Saved entries:
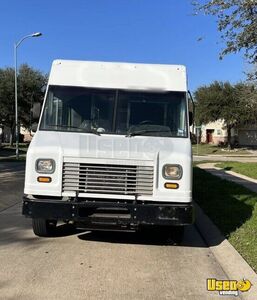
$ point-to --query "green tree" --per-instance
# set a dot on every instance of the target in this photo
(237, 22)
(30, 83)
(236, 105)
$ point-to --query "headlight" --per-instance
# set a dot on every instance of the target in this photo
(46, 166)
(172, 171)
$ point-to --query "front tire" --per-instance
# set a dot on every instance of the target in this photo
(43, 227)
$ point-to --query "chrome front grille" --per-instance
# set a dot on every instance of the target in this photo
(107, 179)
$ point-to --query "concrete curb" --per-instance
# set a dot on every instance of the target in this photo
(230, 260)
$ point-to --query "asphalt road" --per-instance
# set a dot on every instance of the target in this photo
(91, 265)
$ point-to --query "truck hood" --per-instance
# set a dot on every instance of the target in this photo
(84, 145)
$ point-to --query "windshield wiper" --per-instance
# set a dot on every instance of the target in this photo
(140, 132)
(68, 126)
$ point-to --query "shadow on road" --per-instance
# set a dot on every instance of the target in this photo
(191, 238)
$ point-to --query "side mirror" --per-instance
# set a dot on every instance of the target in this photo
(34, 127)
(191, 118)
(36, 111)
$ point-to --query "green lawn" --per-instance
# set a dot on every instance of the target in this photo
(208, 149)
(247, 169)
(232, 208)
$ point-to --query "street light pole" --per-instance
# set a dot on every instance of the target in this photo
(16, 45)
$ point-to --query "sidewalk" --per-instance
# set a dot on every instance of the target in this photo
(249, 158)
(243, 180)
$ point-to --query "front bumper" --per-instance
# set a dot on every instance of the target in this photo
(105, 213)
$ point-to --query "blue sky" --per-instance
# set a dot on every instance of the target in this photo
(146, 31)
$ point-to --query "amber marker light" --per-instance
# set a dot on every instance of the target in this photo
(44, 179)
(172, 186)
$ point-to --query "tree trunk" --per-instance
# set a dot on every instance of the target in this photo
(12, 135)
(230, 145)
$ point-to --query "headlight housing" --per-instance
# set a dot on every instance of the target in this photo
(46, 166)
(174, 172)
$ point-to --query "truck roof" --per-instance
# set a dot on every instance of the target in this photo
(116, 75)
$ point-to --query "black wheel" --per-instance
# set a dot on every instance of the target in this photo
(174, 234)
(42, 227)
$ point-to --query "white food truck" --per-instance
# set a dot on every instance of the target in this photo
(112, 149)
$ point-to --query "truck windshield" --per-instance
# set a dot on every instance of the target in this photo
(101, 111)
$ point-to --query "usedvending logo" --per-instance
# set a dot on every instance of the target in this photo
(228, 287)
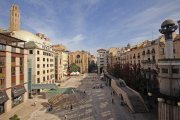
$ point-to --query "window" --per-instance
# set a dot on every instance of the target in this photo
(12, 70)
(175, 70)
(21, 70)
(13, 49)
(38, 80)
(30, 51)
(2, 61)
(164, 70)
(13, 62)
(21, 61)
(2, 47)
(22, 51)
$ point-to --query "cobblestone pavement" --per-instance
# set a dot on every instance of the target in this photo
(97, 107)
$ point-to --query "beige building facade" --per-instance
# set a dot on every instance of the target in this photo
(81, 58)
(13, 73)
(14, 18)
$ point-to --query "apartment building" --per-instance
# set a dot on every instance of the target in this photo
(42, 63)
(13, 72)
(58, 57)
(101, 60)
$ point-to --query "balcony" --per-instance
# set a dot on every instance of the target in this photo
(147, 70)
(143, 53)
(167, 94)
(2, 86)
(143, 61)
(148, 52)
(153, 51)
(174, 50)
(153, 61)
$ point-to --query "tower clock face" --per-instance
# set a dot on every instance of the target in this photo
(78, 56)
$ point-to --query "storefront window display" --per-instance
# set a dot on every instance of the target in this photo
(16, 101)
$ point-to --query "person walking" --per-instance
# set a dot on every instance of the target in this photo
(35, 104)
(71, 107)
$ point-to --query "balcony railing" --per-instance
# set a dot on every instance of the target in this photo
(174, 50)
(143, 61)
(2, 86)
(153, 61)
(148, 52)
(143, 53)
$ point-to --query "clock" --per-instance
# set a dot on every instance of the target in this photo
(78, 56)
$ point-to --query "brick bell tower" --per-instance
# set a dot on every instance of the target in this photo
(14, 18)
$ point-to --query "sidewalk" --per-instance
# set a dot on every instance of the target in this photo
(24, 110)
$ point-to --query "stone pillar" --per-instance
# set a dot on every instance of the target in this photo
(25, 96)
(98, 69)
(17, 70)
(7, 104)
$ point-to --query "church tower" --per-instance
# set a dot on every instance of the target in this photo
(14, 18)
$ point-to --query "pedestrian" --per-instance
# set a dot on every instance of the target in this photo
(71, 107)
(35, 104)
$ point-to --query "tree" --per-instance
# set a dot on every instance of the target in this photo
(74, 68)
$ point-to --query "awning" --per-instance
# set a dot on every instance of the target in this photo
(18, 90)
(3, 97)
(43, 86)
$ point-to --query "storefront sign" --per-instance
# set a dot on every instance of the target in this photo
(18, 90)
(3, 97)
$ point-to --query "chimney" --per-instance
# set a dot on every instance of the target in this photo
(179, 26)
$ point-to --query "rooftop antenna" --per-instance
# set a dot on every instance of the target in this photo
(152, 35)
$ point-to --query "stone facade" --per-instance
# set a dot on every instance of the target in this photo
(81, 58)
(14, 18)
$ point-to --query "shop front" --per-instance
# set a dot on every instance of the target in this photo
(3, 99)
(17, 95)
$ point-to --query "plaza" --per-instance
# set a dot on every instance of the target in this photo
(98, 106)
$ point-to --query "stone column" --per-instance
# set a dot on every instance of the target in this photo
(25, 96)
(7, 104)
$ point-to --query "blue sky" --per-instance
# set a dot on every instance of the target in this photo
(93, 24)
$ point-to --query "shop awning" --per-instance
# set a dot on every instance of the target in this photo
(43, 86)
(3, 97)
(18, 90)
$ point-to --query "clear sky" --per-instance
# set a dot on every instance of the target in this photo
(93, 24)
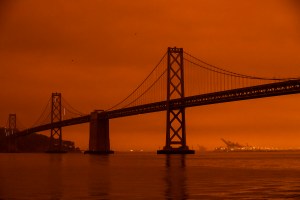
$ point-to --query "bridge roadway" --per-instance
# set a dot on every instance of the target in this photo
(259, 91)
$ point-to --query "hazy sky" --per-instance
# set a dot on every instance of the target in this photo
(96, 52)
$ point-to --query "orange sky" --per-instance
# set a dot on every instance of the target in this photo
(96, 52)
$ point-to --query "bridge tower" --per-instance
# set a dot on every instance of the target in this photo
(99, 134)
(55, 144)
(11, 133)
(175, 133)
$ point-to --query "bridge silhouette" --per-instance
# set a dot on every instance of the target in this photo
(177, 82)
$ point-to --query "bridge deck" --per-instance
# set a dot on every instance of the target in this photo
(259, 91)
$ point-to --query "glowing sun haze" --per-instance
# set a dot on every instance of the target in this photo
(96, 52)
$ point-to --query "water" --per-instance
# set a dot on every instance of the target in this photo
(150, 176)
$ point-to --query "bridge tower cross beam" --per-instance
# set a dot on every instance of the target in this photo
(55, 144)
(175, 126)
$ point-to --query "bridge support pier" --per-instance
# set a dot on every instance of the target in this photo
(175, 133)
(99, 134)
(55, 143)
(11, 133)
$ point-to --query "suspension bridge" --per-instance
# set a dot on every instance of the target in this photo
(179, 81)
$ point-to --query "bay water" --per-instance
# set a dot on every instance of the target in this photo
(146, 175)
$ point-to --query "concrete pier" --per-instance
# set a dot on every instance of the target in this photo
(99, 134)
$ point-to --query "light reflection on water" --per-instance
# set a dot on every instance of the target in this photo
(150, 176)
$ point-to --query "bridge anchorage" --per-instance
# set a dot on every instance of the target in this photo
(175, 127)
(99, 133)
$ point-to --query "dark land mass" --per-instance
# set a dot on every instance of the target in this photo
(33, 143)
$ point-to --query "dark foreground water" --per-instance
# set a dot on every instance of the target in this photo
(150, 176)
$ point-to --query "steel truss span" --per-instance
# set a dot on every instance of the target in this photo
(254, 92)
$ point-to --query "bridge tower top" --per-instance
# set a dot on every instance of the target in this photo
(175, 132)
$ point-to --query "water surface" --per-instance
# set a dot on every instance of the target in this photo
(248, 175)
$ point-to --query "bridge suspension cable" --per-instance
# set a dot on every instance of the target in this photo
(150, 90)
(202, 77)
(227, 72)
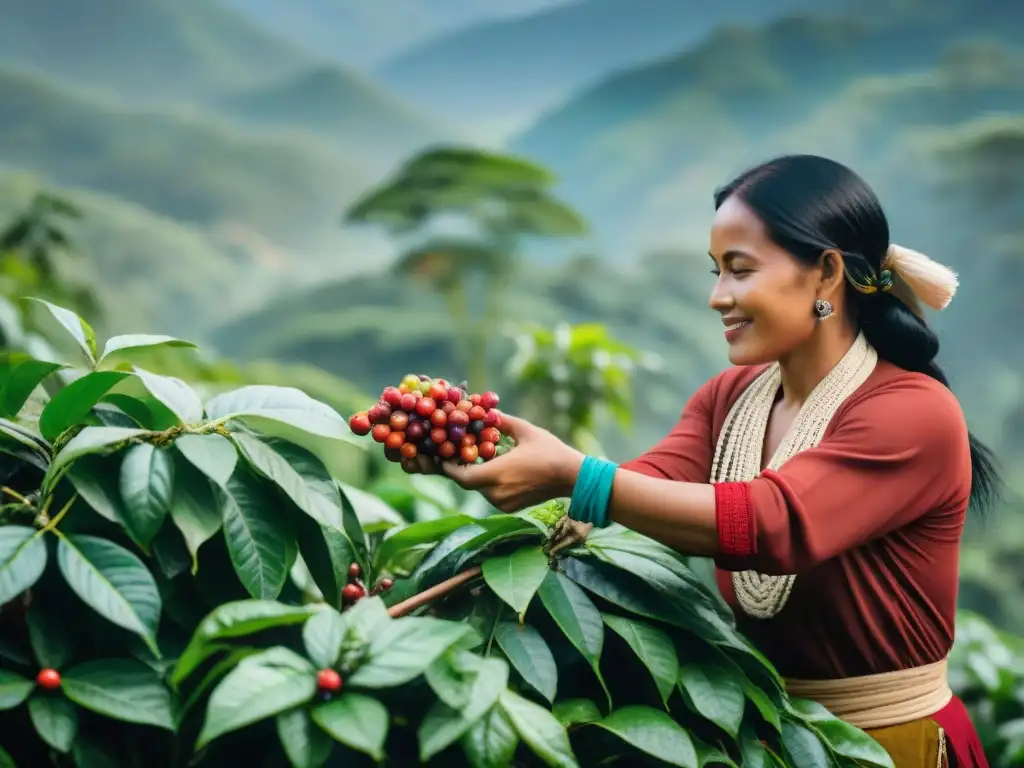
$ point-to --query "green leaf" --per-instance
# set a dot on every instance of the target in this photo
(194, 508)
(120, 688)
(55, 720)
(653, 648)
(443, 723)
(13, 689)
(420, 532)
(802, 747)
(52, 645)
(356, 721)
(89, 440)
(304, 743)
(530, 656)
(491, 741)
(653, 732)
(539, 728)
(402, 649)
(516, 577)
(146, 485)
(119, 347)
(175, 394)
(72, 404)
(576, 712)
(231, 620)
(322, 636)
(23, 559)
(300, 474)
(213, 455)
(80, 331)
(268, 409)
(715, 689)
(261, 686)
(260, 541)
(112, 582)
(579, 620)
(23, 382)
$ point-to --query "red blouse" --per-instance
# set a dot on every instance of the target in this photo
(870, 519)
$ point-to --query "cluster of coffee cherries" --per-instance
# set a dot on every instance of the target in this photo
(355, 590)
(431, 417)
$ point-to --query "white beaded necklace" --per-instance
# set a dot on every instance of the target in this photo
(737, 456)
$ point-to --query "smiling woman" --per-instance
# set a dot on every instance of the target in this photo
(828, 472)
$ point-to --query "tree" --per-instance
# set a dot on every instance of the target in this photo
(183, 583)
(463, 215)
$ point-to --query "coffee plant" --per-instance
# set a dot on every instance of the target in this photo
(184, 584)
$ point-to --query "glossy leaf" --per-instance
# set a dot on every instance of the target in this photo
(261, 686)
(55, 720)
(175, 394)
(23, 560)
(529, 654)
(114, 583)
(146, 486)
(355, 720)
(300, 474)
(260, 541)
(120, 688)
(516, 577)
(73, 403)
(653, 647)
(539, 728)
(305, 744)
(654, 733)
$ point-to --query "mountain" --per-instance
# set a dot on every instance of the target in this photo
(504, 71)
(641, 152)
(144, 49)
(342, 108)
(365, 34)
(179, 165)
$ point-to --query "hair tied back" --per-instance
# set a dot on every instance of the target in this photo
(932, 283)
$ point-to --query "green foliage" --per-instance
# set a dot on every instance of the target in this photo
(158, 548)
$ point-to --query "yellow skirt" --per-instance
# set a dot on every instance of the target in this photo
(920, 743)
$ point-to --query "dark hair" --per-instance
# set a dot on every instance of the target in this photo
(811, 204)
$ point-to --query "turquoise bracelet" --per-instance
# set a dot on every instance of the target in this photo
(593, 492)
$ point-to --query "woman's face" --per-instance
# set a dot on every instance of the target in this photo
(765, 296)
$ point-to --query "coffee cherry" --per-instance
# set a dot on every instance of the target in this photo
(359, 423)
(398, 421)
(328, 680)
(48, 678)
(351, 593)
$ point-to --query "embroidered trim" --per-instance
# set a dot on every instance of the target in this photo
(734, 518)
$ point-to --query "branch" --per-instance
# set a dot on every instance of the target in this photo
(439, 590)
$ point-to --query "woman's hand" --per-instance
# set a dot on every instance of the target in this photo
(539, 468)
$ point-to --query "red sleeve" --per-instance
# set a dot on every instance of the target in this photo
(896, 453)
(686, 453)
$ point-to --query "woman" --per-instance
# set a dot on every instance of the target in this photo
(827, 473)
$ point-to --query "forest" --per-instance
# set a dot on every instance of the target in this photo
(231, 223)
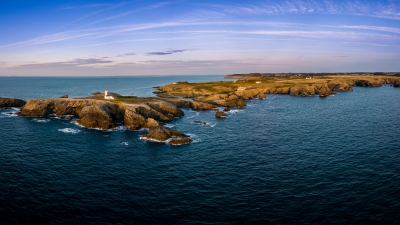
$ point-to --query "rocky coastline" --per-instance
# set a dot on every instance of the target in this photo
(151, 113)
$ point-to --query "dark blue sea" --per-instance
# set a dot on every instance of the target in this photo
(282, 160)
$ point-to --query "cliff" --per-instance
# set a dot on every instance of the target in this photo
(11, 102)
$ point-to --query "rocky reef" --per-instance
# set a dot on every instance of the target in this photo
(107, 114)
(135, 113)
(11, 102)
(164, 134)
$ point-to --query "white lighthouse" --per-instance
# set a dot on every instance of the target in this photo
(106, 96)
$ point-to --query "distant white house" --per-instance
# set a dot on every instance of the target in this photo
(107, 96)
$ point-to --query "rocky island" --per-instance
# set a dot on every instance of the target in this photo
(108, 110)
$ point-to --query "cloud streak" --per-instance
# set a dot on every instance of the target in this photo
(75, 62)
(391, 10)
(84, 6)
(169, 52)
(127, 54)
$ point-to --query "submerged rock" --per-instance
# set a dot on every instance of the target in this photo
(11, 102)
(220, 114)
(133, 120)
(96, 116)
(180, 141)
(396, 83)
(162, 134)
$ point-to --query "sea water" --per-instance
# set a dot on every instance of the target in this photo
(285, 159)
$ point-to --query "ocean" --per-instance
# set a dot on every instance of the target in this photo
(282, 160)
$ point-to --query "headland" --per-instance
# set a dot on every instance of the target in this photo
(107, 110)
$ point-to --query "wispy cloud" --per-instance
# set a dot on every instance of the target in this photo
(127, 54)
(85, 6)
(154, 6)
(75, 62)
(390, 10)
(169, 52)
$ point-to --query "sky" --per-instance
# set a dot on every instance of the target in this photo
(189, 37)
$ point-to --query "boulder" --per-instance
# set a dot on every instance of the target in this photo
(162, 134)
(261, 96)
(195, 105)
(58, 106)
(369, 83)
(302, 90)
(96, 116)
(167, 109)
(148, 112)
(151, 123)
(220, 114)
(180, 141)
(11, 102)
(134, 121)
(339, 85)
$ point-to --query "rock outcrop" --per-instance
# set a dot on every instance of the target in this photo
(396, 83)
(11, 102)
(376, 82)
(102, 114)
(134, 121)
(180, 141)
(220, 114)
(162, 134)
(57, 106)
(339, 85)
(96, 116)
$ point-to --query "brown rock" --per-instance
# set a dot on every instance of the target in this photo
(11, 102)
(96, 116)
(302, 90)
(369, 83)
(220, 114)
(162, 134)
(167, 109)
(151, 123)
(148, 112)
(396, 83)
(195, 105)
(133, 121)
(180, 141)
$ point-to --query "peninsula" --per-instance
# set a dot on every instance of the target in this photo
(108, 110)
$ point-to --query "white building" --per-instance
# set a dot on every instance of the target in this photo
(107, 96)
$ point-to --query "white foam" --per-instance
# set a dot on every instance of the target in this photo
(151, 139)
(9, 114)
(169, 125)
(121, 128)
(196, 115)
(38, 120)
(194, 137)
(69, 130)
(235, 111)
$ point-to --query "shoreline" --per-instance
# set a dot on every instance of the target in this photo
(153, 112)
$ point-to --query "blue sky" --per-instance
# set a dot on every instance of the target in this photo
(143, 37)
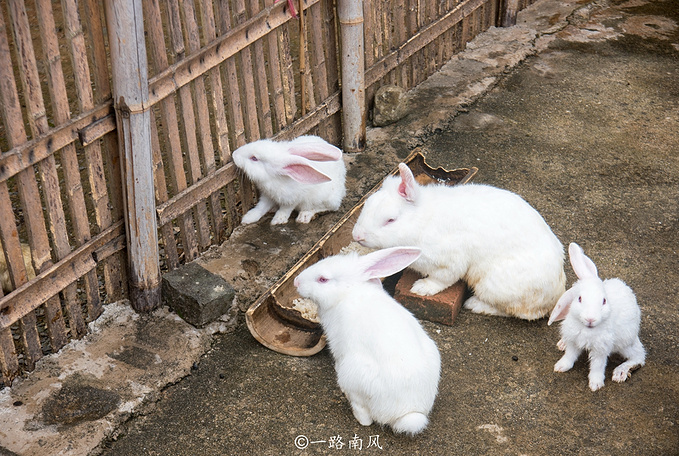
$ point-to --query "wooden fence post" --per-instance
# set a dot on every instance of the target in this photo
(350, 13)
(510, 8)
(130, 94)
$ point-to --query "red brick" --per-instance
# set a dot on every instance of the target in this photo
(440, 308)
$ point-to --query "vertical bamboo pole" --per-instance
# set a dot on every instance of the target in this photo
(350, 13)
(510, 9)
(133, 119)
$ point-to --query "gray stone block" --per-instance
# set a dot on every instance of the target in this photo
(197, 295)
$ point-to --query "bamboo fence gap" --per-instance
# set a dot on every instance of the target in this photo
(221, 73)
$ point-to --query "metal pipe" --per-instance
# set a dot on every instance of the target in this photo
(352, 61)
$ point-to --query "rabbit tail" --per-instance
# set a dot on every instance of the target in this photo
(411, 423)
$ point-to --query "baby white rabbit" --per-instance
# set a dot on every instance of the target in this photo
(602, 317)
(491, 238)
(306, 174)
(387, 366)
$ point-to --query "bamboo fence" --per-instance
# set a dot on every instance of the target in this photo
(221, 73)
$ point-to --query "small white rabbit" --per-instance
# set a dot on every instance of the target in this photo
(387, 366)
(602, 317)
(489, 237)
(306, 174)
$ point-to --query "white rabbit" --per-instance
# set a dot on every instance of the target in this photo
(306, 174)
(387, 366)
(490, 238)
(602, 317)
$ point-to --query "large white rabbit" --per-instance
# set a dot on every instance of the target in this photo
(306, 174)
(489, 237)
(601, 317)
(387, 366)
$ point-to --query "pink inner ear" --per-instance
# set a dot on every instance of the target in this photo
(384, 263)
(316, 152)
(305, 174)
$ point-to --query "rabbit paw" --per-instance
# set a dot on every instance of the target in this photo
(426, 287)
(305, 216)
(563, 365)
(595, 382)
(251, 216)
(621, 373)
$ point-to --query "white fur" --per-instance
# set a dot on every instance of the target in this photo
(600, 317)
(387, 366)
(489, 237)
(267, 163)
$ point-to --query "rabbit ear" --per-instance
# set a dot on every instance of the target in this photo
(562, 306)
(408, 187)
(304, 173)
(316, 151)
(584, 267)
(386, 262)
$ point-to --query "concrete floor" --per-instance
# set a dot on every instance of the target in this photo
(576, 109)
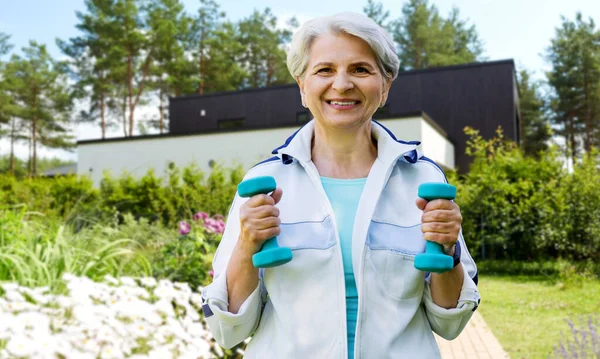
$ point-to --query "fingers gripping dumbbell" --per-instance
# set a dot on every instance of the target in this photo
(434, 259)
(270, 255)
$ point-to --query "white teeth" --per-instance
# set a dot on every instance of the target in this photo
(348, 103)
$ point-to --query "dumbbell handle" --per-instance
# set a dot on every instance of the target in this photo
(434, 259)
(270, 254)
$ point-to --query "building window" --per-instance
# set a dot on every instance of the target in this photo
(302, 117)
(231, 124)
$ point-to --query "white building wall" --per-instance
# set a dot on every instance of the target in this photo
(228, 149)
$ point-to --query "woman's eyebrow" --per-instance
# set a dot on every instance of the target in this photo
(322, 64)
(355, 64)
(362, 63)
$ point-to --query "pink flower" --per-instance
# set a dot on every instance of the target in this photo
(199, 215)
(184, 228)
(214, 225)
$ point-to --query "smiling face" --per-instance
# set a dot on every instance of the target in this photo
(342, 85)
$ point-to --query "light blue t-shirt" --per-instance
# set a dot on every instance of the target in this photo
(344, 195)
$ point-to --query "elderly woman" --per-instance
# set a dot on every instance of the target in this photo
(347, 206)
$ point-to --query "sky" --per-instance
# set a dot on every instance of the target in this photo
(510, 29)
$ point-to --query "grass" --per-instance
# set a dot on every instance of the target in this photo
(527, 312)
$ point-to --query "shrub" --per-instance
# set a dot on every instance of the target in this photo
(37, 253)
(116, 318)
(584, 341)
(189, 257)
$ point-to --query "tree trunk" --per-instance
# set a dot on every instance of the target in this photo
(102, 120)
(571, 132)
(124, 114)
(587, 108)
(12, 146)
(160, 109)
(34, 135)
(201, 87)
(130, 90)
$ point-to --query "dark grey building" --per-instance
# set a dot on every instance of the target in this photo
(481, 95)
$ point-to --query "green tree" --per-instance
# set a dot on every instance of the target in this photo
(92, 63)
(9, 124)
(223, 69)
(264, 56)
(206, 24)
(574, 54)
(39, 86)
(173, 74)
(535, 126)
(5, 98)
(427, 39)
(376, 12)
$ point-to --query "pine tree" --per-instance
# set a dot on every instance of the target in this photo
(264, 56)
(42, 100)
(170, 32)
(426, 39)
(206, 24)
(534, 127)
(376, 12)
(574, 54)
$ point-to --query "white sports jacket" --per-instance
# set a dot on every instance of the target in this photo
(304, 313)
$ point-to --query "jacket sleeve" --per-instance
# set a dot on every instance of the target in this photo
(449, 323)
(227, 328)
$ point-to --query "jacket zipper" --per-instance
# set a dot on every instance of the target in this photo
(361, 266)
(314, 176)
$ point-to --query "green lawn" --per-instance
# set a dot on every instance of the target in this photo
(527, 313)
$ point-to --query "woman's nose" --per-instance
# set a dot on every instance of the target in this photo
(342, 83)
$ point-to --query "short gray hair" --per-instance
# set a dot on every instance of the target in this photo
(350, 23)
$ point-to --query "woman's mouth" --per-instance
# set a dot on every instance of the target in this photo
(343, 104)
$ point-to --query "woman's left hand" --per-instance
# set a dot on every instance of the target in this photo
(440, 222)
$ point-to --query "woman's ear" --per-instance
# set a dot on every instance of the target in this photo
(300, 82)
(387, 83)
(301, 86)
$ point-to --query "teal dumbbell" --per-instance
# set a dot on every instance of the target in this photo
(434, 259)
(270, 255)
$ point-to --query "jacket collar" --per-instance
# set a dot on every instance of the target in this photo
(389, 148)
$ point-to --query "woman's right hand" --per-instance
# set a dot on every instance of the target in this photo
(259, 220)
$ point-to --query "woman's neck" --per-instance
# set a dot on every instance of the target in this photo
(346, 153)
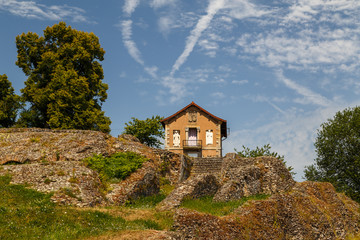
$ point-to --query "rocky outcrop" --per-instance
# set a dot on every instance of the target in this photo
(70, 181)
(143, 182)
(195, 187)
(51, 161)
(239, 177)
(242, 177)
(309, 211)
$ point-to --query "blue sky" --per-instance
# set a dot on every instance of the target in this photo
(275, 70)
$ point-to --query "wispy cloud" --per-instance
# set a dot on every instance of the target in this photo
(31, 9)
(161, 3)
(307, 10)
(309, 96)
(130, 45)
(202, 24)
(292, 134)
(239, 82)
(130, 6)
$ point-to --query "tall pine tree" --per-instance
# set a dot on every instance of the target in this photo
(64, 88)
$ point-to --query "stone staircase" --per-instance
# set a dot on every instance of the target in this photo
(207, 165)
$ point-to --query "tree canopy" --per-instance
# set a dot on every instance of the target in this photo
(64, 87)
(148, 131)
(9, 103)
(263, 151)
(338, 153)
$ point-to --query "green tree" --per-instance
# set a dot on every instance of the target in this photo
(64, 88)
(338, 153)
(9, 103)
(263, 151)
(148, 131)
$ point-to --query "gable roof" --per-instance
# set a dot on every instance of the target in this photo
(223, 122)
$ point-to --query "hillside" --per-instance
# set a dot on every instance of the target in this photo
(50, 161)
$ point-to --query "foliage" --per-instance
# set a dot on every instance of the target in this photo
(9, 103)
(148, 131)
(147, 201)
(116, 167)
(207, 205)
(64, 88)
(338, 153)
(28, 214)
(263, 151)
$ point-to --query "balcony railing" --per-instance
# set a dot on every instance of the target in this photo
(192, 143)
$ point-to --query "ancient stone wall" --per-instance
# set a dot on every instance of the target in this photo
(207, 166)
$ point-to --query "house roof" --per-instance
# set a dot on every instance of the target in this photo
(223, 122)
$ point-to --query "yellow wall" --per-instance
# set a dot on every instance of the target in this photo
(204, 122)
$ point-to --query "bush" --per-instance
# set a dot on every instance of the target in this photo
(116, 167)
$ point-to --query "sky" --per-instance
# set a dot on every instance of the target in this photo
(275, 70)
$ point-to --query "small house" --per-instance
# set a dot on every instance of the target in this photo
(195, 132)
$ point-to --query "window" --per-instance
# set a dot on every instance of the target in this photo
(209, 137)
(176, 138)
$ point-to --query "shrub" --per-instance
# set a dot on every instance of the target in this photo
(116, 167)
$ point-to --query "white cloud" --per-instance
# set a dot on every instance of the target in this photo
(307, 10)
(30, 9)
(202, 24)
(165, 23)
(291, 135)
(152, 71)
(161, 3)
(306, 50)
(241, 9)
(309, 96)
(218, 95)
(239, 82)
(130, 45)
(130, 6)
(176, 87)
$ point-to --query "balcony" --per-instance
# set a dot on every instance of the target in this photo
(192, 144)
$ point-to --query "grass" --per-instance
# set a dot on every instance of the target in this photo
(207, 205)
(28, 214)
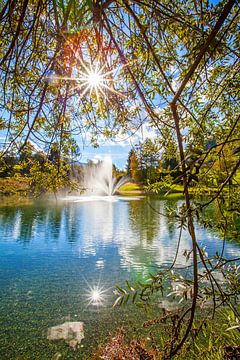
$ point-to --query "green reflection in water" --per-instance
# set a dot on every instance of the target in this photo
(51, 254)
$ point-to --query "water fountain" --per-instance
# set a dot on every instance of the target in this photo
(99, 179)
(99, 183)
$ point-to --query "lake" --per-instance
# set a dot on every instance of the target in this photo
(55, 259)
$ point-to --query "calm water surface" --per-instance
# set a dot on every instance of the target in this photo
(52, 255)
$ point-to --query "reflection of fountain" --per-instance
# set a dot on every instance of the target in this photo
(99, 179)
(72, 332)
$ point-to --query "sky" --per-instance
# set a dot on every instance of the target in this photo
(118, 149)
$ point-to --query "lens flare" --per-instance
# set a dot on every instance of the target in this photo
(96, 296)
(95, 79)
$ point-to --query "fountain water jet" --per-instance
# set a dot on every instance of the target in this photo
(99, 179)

Exercise directions ->
Looking at the entries above, copy out every line in which "facade" occurs.

Task solution ->
$ point-to --query "beige building facade" --per-instance
$ point-to --query "stone facade" --per-instance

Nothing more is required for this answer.